Task details: Resume the text about massage, heat therapy, myofascial release and taping for animals, writing what comes after its final sentence.

***** Supplied passage

Discounts available for multiple animals treated on same visit or paid block bookings.
A non-invasive treatment to alleviate pain, discomfort, and emotional stress. The purpose is to target muscular issues using techniques that put different pressure on certain areas of the body.
Maintenance treatments can help keep muscles relaxed, for the animal to live and perform optimally and reduce the chance of injury.
For rehabilitation may focus more closely on specific areas of tension or pain with the aim to relieve discomfort, relax and rebalance muscles to therefore improve recovery.
Heat therapy is known to accelerate recovery and healing whilst also reducing pain through producing a sedative effect in the sensory nerve endings.
Heat helps the muscles relax and release, which can be beneficial for tense, stiff muscles or knots - as well as reducing muscles spasms, which can be causing pain.
Blood pressure often can be lowered using heat therapy.
Provides a non-intrusive approach to soft-tissue manipulation; gently moving tissue at a surface level to release restricted fascia.
Direct MR focuses on applying specific techniques of pressure and movement to the areas of restriction. Deeper fascia surrounding the skeletal structure are released to restore structural balance, reduce pain and increase range of motion.
Fascia issues are not detectable on MRI, CT or X-rays so only hands on can detect localised tension and compensatory restrictions.
Kinesio Taping is a therapeutic procedure using specialist tape to help animals with pain management and rehabilitation. The key benefits are;
Taping usually lasts around 3-5 days, but can be hugely beneficial in just 24 hours.

**********
***** Given records

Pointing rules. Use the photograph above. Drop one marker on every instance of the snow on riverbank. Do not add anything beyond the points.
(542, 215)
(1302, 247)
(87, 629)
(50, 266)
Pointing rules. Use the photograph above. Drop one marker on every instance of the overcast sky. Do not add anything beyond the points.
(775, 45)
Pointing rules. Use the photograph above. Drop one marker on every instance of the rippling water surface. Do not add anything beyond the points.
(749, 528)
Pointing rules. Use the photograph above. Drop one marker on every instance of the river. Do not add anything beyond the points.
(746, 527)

**********
***** Given records

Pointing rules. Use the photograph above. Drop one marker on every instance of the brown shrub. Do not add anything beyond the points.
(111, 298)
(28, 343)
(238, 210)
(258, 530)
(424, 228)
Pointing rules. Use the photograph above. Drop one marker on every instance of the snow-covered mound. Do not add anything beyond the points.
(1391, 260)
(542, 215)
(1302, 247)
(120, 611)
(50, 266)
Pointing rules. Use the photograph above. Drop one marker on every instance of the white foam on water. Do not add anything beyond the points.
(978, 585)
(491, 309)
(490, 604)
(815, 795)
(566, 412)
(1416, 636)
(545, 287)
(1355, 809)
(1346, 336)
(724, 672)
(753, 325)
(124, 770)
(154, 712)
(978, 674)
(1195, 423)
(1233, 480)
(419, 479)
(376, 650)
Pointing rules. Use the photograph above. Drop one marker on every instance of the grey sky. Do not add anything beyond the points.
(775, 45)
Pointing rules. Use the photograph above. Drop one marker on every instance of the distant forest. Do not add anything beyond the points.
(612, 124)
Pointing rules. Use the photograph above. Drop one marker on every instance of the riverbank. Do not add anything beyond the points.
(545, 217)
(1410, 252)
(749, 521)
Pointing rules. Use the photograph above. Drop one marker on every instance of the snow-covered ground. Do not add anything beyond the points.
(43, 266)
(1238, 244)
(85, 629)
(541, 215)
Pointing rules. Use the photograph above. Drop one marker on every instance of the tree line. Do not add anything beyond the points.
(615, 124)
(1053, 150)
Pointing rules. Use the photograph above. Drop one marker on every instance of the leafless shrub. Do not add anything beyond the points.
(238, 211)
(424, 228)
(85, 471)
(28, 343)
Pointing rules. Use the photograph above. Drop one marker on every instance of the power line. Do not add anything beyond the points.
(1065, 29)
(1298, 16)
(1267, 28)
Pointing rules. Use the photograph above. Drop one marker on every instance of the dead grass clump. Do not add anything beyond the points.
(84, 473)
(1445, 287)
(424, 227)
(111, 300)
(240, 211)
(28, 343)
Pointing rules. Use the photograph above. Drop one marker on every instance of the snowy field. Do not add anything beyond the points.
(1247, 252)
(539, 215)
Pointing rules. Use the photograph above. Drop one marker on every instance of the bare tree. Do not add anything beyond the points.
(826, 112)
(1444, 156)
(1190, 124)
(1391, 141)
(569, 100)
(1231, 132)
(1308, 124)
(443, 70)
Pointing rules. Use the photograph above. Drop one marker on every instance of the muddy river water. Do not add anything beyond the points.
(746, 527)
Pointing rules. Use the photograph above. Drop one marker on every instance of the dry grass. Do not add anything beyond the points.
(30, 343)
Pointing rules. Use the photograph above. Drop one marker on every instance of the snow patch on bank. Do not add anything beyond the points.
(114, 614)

**********

Answer to the exercise:
The light produced by a laser has the ability to be absorbed by tissues, creating both photothermal and photochemical reactions that create a therapeutic benefit.
The laser can be focused to a part of the body and can enhance muscle regeneration, wound healing, joint healing and control of acute and chronic pain.
Lasers are used for surgery, rehabilitative therapy, management of chronic conditions and pain control. It is a natural and painless therapy providing a vast range of health benefits.
If your horse has any of the contraindications listed below then the visit may be cancelled unless written consent from vet is obtained.
New RCVS Guidelines
The following guidance has been issued by the RCVS in relation to veterinary consent for competition and maintenance care:
The RCVS recognises that there has been some doubt as to whether therapists require a veterinary referral for maintenance work, such as massage, in a healthy animal.
The new guidance sets out the existing rules for musculoskeletal treatment of illness, disease or pathology, and clarifies that healthy animals do not require a veterinary referral for maintenance care. The guidance stresses that all therapists are part of the vet-led team, and that any animal, including healthy ones, should be registered with a veterinary surgeon and referred to a vet at the first sign of any symptoms that may suggest underlying health issues. The guidance also notes that vets should be confident that the musculoskeletal therapist is appropriately qualified; indicators of this can include membership of a voluntary regulatory body with a register of practitioners, and associated standards of education and conduct, supported by a complaints and disciplinary process. This includes such bodies as IAAMB and IAAT.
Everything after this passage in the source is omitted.